The notion there is a trust fund is ludicrous but let’s look at this story through the eyes of a WSJ report.

The Wall Street Journal reports Social Security Expected to Dip Into Its Reserves This Year.

The Social Security program’s costs will exceed its income this year for the first time since 1982, forcing the program to dip into its nearly $3 trillion trust fund to cover benefits.

This is three years sooner than expected a year ago, partly due to lower economic growth projections, according to the latest annual report the trustees of Social Security and Medicare released Tuesday. The program’s income comes from tax revenue and interest from its trust fund.

The trust fund will be depleted in 2034 and Social Security will no longer be able to pay its full scheduled benefits unless Congress takes action to shore up the program’s finances. Without any changes, recipients then would receive only about three-quarters of their scheduled benefits from incoming tax revenues.

The report also said that Medicare’s hospital insurance fund would be depleted in 2026, three years earlier than anticipated in last year’s report. Absent changes, the program then would be able to handle 91% of costs.

*Data excerpts*:

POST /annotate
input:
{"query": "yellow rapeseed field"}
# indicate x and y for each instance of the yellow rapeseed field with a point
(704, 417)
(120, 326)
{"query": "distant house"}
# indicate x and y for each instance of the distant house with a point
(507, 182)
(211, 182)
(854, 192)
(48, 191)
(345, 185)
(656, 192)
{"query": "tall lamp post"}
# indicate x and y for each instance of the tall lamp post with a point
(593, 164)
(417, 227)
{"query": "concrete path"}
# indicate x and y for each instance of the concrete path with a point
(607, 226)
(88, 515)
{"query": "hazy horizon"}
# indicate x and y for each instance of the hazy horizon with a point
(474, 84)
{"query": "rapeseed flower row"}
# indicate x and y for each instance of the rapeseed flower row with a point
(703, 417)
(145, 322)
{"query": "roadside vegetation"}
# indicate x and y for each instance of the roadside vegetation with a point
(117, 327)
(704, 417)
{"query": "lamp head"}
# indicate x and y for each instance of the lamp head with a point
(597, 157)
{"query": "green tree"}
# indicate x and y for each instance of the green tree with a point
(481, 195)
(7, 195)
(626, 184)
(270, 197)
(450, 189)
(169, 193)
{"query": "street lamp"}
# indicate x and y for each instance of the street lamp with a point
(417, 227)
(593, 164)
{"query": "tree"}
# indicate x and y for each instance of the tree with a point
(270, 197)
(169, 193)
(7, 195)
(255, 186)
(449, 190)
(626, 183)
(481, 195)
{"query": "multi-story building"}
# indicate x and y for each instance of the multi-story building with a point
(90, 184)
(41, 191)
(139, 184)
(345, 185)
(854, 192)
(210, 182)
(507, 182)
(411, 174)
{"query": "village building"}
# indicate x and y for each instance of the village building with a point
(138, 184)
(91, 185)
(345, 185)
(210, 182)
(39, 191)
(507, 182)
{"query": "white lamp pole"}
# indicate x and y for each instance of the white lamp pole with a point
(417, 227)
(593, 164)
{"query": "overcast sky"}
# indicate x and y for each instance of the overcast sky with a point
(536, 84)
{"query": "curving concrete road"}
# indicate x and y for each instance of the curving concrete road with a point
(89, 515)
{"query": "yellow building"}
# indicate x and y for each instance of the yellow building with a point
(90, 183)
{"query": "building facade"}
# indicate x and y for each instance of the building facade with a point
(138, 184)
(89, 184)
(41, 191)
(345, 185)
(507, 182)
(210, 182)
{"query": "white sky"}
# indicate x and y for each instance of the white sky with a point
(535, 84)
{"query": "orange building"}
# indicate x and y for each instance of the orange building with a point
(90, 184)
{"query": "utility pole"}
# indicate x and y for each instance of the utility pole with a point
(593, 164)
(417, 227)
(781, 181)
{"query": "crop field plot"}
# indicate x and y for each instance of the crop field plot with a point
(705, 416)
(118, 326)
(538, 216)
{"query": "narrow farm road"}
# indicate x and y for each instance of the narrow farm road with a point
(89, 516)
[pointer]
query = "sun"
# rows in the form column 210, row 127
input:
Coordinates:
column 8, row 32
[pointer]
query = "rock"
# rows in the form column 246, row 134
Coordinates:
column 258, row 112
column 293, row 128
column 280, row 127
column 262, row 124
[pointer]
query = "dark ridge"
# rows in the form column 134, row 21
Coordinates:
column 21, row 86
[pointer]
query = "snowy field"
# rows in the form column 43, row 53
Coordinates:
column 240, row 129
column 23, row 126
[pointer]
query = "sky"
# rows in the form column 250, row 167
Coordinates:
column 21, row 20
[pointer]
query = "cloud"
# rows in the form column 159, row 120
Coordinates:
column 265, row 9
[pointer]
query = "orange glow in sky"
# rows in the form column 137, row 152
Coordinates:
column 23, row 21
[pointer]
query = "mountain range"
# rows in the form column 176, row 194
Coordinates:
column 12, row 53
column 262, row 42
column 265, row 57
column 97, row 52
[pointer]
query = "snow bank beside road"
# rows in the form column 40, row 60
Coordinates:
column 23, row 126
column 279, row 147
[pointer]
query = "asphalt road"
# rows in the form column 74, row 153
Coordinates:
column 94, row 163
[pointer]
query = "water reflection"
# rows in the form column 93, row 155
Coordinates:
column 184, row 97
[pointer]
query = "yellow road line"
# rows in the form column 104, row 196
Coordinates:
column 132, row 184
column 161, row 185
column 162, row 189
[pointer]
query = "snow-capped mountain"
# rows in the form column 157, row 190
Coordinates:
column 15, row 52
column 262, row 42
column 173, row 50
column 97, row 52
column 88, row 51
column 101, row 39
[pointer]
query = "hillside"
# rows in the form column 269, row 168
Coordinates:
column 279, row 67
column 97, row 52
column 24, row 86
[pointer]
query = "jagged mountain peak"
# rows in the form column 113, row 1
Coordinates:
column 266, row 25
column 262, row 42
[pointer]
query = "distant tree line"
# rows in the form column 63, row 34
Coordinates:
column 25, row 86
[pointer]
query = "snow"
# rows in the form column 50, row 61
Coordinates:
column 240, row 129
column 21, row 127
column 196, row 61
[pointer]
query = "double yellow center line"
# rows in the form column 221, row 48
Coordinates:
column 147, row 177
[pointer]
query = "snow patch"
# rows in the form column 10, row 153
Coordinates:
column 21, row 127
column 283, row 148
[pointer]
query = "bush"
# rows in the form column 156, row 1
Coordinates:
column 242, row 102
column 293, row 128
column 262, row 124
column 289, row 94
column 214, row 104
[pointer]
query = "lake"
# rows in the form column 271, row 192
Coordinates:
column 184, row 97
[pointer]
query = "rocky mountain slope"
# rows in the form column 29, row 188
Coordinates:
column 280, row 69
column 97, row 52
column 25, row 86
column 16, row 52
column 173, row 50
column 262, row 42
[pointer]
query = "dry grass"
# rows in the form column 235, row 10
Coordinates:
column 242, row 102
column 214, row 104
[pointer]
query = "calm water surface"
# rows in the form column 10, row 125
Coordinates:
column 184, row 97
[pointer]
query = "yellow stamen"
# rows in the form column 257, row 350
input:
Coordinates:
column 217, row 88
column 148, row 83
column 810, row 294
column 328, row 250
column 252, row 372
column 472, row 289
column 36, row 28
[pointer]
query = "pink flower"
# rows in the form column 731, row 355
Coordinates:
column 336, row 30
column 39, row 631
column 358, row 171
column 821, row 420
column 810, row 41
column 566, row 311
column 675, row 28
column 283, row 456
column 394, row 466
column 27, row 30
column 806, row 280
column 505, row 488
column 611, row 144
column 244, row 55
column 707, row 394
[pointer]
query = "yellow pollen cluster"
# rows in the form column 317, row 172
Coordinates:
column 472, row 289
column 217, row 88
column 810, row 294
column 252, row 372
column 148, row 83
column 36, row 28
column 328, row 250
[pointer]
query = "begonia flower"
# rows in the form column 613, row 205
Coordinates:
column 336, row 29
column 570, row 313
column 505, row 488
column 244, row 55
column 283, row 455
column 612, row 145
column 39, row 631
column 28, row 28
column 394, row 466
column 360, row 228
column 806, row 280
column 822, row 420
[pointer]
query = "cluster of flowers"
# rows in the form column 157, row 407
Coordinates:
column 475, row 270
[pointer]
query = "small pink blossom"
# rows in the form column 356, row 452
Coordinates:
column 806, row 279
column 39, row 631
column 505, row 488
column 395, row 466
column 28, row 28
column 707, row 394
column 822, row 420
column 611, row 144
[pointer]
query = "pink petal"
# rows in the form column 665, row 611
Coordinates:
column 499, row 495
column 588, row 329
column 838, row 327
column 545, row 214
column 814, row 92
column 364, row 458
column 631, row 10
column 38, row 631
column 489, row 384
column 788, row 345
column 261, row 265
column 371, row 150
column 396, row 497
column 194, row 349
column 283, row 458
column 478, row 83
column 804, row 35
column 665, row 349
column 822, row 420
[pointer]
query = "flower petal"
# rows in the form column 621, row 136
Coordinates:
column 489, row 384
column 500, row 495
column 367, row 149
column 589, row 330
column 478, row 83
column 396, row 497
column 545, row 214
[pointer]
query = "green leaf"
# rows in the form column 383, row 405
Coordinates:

*Task instructions*:
Extend the piece on the Social Security and Medicare trustees' report, starting right after its last sentence about Medicare's hospital insurance fund.

*Answer for this exercise*:
The nation’s aging population is boosting the costs of Social Security and Medicare, while revenue gains lag due to slower growth in the economy and the labor force.

About 61.5 million people receive retirement or disability benefits from Social Security and 58.4 million receive Medicare.

Dear WSJ

You sounds as pathetic as Al Gore in 2000 with his Lock Box theory.

In order to have a trust fund, there has to be something in it. There is no money. It’s all been spent.

The notion of a “Trust Fund” is as ludicrous as me writing a check to myself for $1 trillion dollars then declaring I am the world’s first trillionaire.

What is true and relevant is that payments exceed income. To the extent that payments exceed revenue, US deficits and overall debt rise.